:: DATA TO PROCESS ::
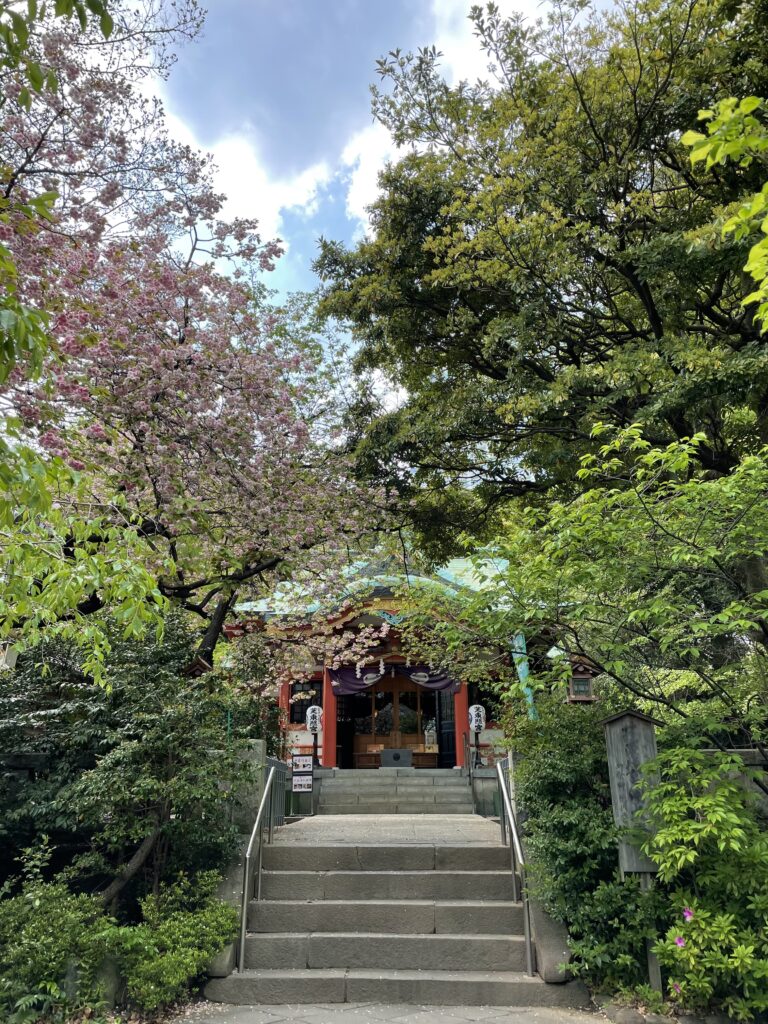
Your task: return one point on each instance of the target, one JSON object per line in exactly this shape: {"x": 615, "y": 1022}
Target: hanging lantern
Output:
{"x": 476, "y": 718}
{"x": 8, "y": 656}
{"x": 314, "y": 719}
:::
Output the whole listing without change. Any picture is to be left out.

Your task: return one point on each instance of the target, one JSON object per line in exactly this shape: {"x": 615, "y": 1022}
Target: hanging lantern
Output:
{"x": 476, "y": 718}
{"x": 8, "y": 656}
{"x": 314, "y": 719}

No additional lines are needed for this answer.